*Aim of the task:*
Copy out every line holding the string "image" from the records below.

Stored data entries
────────────────────────────────────────
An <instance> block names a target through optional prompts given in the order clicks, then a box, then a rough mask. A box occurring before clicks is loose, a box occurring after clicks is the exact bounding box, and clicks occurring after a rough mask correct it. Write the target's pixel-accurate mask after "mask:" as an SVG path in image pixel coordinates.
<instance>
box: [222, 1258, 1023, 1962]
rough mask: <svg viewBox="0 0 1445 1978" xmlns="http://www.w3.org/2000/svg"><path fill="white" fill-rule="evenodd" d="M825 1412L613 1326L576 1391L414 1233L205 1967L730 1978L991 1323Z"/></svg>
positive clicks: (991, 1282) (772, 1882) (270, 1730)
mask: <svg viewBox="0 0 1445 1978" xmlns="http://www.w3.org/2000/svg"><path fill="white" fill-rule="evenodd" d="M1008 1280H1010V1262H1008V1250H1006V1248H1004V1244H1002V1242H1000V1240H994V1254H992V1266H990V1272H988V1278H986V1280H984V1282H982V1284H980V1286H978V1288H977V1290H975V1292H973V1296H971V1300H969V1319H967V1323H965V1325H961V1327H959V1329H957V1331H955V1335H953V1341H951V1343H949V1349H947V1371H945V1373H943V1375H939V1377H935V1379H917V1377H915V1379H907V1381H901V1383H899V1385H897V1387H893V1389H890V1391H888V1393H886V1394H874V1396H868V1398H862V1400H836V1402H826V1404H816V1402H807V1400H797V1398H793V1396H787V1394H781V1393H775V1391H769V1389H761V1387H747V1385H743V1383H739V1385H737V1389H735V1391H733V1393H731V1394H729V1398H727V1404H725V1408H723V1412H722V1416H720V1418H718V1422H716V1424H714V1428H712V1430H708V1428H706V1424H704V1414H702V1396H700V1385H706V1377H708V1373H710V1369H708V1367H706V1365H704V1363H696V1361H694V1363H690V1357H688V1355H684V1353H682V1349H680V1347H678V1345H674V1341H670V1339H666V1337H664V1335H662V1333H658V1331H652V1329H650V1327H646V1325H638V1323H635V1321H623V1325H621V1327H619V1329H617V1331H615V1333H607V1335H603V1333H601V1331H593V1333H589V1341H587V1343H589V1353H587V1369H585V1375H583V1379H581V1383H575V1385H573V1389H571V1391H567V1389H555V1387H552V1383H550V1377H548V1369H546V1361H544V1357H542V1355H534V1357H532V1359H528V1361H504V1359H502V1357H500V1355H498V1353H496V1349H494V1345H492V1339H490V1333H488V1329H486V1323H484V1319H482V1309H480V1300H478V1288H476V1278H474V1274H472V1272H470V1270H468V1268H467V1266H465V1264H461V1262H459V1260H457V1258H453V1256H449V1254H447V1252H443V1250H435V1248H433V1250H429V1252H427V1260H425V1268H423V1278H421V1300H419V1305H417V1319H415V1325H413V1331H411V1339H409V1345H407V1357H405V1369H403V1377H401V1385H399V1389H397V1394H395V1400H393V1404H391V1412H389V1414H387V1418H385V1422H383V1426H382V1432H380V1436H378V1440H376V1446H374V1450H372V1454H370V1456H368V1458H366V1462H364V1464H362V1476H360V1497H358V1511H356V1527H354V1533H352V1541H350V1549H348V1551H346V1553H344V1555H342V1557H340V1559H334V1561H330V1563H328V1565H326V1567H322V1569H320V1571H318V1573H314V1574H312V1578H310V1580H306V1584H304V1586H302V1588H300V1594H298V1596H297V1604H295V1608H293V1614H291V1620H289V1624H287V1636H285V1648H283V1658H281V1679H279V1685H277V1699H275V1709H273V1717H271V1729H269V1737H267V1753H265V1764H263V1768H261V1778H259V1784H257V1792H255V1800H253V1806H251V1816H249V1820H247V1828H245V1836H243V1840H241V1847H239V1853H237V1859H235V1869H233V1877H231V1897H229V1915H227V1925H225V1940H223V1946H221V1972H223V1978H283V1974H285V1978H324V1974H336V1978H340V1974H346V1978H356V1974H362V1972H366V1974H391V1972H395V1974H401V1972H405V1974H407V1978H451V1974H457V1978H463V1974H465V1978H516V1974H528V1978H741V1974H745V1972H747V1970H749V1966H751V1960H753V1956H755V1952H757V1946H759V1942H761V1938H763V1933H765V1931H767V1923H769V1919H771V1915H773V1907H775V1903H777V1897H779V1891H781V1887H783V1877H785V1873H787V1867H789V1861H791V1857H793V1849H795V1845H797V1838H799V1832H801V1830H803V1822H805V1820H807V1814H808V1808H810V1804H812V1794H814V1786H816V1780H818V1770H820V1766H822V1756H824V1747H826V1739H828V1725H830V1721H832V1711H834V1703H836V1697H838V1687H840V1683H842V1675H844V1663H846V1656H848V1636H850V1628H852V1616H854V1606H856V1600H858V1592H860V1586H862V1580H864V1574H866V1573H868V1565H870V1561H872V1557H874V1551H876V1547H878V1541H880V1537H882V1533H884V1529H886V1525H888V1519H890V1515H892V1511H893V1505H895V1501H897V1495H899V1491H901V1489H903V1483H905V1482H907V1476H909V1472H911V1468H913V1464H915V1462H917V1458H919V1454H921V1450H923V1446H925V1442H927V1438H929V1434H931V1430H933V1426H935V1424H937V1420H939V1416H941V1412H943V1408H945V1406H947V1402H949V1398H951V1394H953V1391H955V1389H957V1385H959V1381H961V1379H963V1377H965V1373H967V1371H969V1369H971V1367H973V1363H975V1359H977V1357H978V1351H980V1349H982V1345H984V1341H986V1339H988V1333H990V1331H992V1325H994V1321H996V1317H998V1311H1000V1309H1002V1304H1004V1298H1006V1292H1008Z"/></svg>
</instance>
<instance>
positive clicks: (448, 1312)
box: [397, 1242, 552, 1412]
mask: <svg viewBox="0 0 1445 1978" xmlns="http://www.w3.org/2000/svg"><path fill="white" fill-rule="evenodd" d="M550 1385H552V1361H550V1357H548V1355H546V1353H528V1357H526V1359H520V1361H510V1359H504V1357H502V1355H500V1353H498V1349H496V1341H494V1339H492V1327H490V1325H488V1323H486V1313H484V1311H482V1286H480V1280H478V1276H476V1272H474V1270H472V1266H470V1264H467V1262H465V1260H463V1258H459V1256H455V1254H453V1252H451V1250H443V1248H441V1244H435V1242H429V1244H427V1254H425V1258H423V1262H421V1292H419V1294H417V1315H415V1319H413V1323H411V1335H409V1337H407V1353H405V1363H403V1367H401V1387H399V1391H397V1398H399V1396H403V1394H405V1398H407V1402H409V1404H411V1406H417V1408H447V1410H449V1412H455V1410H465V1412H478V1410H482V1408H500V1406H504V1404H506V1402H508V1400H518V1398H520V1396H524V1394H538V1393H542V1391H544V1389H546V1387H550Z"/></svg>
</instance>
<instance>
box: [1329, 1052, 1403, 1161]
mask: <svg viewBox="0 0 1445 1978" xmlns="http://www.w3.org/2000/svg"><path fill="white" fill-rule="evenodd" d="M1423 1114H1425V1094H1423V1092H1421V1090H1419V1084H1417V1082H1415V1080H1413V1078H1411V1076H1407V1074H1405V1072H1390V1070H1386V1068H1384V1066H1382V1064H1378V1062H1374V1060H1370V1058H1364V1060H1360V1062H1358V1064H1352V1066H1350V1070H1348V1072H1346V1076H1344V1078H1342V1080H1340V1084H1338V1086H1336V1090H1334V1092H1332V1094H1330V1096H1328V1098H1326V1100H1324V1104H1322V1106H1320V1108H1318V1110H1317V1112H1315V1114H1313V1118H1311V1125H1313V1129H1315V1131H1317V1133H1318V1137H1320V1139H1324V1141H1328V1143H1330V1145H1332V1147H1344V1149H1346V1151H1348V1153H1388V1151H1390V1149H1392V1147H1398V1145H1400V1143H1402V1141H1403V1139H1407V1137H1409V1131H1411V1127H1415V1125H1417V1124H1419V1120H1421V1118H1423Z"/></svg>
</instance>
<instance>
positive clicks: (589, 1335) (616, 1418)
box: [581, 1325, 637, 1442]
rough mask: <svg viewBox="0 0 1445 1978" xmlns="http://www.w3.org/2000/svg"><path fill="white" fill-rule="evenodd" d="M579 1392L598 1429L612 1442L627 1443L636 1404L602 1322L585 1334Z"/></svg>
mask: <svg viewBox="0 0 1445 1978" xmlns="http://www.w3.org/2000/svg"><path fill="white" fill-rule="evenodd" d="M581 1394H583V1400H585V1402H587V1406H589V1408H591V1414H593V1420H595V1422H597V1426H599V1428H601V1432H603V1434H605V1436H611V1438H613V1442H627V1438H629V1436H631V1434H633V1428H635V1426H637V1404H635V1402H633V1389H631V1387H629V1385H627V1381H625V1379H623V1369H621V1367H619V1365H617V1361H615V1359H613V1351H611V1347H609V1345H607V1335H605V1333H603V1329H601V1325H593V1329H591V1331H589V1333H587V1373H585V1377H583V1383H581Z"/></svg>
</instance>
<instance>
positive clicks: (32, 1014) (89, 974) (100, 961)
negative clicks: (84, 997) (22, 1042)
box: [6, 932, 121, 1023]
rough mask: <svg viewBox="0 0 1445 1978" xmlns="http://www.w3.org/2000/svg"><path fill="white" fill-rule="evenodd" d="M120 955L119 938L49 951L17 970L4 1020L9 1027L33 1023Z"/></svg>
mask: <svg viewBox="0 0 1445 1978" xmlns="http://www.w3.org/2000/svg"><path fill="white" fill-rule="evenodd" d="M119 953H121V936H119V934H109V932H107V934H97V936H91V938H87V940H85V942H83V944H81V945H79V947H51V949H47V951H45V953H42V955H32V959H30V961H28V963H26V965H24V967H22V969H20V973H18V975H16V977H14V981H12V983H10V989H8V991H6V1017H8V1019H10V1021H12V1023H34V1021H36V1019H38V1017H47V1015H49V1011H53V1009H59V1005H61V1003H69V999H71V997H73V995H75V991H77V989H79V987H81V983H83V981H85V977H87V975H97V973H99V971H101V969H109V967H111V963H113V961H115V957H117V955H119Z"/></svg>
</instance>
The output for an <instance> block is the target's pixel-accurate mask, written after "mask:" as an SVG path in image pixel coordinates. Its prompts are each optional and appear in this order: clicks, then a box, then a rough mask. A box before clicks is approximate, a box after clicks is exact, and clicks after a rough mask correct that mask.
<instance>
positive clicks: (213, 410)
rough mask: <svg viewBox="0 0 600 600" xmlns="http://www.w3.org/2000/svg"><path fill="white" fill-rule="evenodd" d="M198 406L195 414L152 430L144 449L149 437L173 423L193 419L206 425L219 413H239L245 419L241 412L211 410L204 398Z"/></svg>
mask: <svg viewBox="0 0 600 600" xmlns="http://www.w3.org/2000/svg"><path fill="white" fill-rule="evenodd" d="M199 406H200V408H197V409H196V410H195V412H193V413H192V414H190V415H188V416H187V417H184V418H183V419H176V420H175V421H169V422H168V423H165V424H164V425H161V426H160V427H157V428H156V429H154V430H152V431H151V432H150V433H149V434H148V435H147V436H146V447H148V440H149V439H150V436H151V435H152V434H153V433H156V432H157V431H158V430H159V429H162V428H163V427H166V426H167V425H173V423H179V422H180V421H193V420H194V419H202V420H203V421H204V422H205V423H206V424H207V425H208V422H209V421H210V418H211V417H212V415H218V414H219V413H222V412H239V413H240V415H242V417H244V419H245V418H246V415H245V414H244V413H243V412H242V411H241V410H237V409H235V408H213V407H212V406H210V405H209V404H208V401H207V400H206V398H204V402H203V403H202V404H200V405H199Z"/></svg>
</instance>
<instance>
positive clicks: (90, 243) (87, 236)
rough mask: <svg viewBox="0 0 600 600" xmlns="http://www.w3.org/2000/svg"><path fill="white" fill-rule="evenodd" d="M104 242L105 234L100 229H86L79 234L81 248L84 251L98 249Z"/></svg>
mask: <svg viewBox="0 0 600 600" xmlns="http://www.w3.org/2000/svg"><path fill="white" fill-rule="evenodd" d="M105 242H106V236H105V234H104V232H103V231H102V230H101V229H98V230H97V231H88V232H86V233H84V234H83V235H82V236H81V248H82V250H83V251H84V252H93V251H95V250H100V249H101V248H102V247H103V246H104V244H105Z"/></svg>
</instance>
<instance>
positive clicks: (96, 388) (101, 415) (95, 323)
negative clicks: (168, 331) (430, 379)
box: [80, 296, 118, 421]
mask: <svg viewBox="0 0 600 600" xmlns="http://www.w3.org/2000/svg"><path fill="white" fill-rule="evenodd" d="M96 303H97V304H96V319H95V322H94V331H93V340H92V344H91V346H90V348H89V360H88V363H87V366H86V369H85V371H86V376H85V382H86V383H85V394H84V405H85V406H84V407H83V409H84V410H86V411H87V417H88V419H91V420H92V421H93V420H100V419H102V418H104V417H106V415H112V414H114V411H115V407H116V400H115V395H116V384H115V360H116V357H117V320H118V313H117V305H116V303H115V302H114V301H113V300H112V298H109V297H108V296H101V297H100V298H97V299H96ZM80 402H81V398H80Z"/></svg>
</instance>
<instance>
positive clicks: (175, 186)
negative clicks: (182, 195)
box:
────────────────────────────────────────
*Solution for this exercise:*
An <instance> block names a target through optional prompts given in the order clicks, then a box, then a rough mask. A box occurring before clicks is loose, a box occurring after clicks is the exact bounding box, and clicks occurring after a rough mask correct it. Write the target's pixel-accurate mask after "mask:" as an SVG path in image pixel coordinates.
The output for an <instance> block is the target's pixel-accurate mask, written after "mask:" as an SVG path in image pixel coordinates. Its prompts are each optional and appear in this order: clicks, then a box, then a rough mask. A box before clicks is approximate, a box after clicks is exact, and clicks after a rough mask correct that mask.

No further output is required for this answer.